### EXERCISE BRIEF
Retype every line of the records below without any alteration, omitting the pictures from your answer.

Data records

☆ ☆ ☆ ☆ ☆

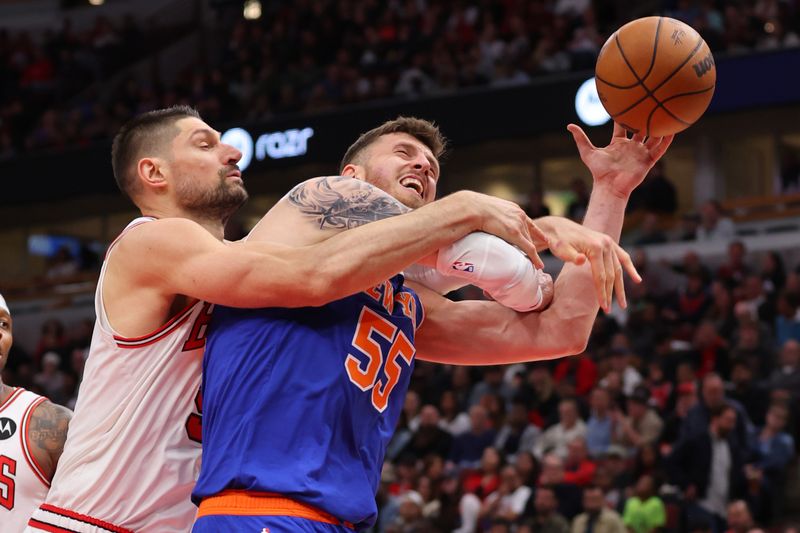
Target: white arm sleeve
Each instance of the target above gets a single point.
(488, 262)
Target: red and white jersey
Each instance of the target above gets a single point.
(132, 453)
(23, 485)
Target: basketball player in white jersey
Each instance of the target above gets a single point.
(133, 451)
(32, 434)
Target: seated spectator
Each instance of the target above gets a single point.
(656, 194)
(644, 511)
(709, 467)
(659, 387)
(568, 495)
(468, 447)
(599, 425)
(773, 450)
(508, 502)
(735, 269)
(739, 518)
(648, 461)
(452, 420)
(714, 225)
(787, 375)
(686, 398)
(429, 438)
(621, 362)
(712, 397)
(596, 517)
(745, 390)
(484, 480)
(517, 434)
(409, 518)
(569, 427)
(546, 519)
(641, 426)
(709, 349)
(787, 317)
(528, 467)
(578, 467)
(540, 393)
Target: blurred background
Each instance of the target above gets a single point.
(714, 229)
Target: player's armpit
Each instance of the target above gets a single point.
(47, 433)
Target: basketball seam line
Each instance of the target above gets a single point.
(649, 92)
(649, 69)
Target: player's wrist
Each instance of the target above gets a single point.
(463, 210)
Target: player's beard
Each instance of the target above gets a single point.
(218, 203)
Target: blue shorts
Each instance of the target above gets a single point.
(263, 524)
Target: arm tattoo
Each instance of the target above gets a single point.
(48, 429)
(342, 202)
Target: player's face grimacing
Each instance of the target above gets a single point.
(207, 178)
(6, 337)
(404, 167)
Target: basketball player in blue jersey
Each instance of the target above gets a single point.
(299, 404)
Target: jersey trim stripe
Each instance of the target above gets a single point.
(26, 445)
(49, 527)
(77, 517)
(14, 395)
(174, 323)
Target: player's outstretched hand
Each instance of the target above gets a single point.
(623, 164)
(571, 242)
(506, 220)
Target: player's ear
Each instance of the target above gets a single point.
(354, 171)
(150, 171)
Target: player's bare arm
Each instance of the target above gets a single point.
(320, 207)
(47, 433)
(487, 333)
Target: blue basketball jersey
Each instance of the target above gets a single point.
(303, 402)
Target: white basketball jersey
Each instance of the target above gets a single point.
(132, 454)
(23, 485)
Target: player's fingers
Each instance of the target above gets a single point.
(611, 274)
(652, 142)
(662, 147)
(581, 140)
(537, 234)
(598, 275)
(619, 283)
(627, 264)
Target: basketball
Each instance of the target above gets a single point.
(655, 75)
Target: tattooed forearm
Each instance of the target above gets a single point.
(342, 202)
(48, 431)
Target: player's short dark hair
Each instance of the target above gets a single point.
(425, 131)
(143, 135)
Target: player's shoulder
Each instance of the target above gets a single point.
(322, 184)
(47, 410)
(160, 235)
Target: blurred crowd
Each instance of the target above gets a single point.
(683, 414)
(310, 55)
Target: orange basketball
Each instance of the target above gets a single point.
(655, 75)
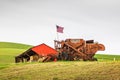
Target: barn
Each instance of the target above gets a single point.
(41, 52)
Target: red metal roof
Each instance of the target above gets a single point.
(44, 50)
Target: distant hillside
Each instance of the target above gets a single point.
(14, 45)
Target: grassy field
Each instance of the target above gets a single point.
(62, 71)
(106, 68)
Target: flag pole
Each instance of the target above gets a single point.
(57, 36)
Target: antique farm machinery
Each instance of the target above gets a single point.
(77, 49)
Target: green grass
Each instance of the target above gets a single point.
(14, 45)
(73, 70)
(9, 50)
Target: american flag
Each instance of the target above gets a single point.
(59, 29)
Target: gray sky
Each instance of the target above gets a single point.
(34, 21)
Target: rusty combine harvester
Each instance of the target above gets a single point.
(77, 49)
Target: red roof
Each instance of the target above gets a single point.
(44, 50)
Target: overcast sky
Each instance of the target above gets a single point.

☆ ☆ ☆ ☆ ☆

### TASK ANSWER
Target: white arm sleeve
Each instance of the target above gets a single point.
(488, 262)
Target: red and white jersey
Each instance of the target above gets a single point.
(132, 453)
(23, 485)
Target: basketball player in white jersey
Each instance of the target above gets a single point.
(133, 451)
(32, 434)
Target: seated spectator
Each instance of the target above gets a single point.
(656, 194)
(644, 511)
(709, 467)
(659, 387)
(568, 495)
(468, 447)
(599, 425)
(773, 450)
(508, 502)
(735, 269)
(739, 518)
(648, 461)
(452, 420)
(714, 225)
(787, 375)
(686, 398)
(429, 438)
(621, 362)
(712, 397)
(596, 517)
(745, 390)
(484, 480)
(517, 434)
(409, 518)
(569, 427)
(546, 519)
(641, 426)
(709, 349)
(787, 317)
(528, 467)
(578, 467)
(540, 393)
Target: blurred background
Each instance of the target above gets a single point.
(714, 229)
Target: player's armpit
Each instance of the target above gets a single point.
(47, 433)
Target: basketball seam line
Each instance of the target above gets a single point.
(649, 92)
(649, 69)
Target: player's wrist
Each instance of the target above gets a single point.
(463, 210)
Target: player's beard
Each instance of the target above gets a single point.
(218, 203)
Target: blue shorts
Each instance of the target above gets a single point.
(263, 524)
Target: arm tattoo
Each instance of the target above gets a single point.
(48, 429)
(342, 202)
Target: player's face grimacing
Each instance of the target above gets a single point.
(207, 178)
(6, 337)
(404, 167)
Target: basketball player in blue jersey
Each instance of the target above gets a single point.
(299, 404)
Target: jersey trim stripe
Each instance of the target above gets a single point.
(26, 445)
(49, 527)
(77, 517)
(14, 395)
(174, 323)
Target: player's outstretched hand
Each instance of the target above gets a single point.
(623, 164)
(571, 242)
(506, 220)
Target: player's ear
Each instance of the target above gets a single point.
(354, 171)
(150, 171)
Target: player's bare arm
Each instance of the target above gets a single point.
(320, 207)
(47, 433)
(487, 333)
Target: blue basketball jersey
Each instance of the target above gets a single point.
(303, 402)
Target: white basketball jersey
Each instance of the target above gets a single point.
(132, 454)
(23, 485)
Target: player's fingers
Each instance of the target above gets a single point.
(611, 274)
(652, 142)
(662, 147)
(581, 140)
(537, 234)
(598, 275)
(619, 283)
(627, 264)
Target: basketball
Each instance of the target above gets a single point.
(655, 75)
Target: tattooed forearm
Each instance of the target above gets a single point.
(342, 202)
(48, 431)
Target: player's short dark hair
Each instance of the target above gets a single point.
(425, 131)
(143, 135)
Target: player's shoulder
Each instance of the target above gets a single point.
(322, 184)
(47, 410)
(160, 235)
Target: blurred crowd
Each instance of the target above gets a single point.
(683, 414)
(310, 55)
Target: orange basketball
Each instance of the target above gets a single point.
(655, 75)
Target: barn
Each instance of the target above gets a single point.
(41, 52)
Target: red metal roof
Each instance of the target above gets a single point.
(44, 50)
Target: distant hillside
Each instance of the target above gets a single point.
(14, 45)
Target: grassy field
Each instance of the target above gets a single point.
(62, 71)
(106, 68)
Target: flag pole
Each instance of the target above gets a single point.
(57, 36)
Target: antique farm machinery
Each instance of the target above gets a single point.
(77, 49)
Target: green grass
Each instance of the target above gets a single point.
(14, 45)
(73, 70)
(9, 50)
Target: american flag
Each instance of the target above gets a single point.
(59, 29)
Target: gray sky
Each instance of the target above gets a single point.
(34, 21)
Target: rusty combine harvester
Each instance of the target above gets a single point.
(77, 49)
Target: red roof
Each instance of the target above gets a single point.
(44, 50)
Target: overcast sky
Each instance of the target above gets a single point.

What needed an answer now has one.